### EXERCISE PROMPT
Filter the records below and copy every line containing the string "black". The match is case-sensitive.

### DATA SHOWN
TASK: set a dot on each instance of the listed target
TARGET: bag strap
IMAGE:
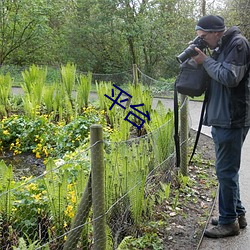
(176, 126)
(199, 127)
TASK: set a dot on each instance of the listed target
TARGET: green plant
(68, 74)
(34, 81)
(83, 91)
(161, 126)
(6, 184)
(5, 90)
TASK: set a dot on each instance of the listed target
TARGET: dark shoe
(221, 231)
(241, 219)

---

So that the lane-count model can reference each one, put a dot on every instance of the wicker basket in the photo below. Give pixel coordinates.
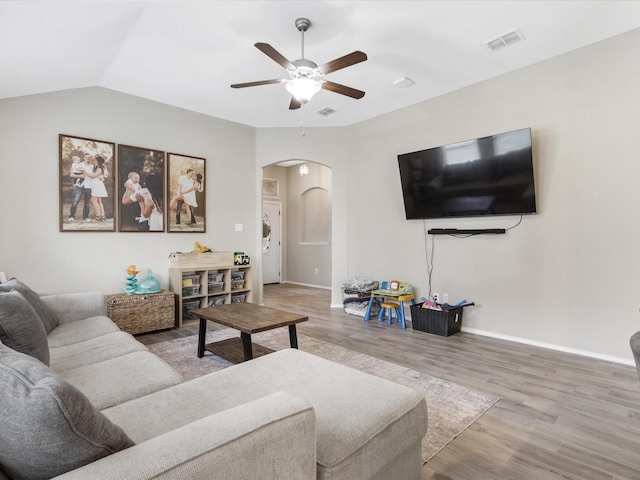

==

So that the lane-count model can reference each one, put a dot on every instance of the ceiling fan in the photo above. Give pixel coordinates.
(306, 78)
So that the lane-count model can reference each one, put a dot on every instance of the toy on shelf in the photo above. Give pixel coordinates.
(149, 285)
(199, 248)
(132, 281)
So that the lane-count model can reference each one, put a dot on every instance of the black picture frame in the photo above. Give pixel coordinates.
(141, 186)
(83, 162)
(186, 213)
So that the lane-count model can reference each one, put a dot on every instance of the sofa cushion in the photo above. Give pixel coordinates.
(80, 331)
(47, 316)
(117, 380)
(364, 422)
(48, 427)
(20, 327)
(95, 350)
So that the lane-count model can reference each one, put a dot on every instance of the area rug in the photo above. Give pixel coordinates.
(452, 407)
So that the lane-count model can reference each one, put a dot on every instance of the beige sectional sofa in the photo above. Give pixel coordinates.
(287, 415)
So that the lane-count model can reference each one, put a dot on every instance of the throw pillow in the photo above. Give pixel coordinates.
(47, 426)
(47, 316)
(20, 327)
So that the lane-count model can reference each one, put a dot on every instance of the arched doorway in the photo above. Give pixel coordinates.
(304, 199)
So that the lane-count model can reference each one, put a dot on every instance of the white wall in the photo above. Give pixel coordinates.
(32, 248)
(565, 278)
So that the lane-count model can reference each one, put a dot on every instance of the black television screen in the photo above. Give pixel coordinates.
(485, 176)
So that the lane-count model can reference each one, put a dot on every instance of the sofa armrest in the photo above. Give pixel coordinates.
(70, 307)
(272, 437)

### FULL OUTPUT
So that the lane-count model can reference each one, put a dot on every instance of the black picture frame in the photo above. Give pixel coordinates.
So that the lane-count model can reference each one, put a dot on every instance of the black television screen in the photo above. Give pixel coordinates.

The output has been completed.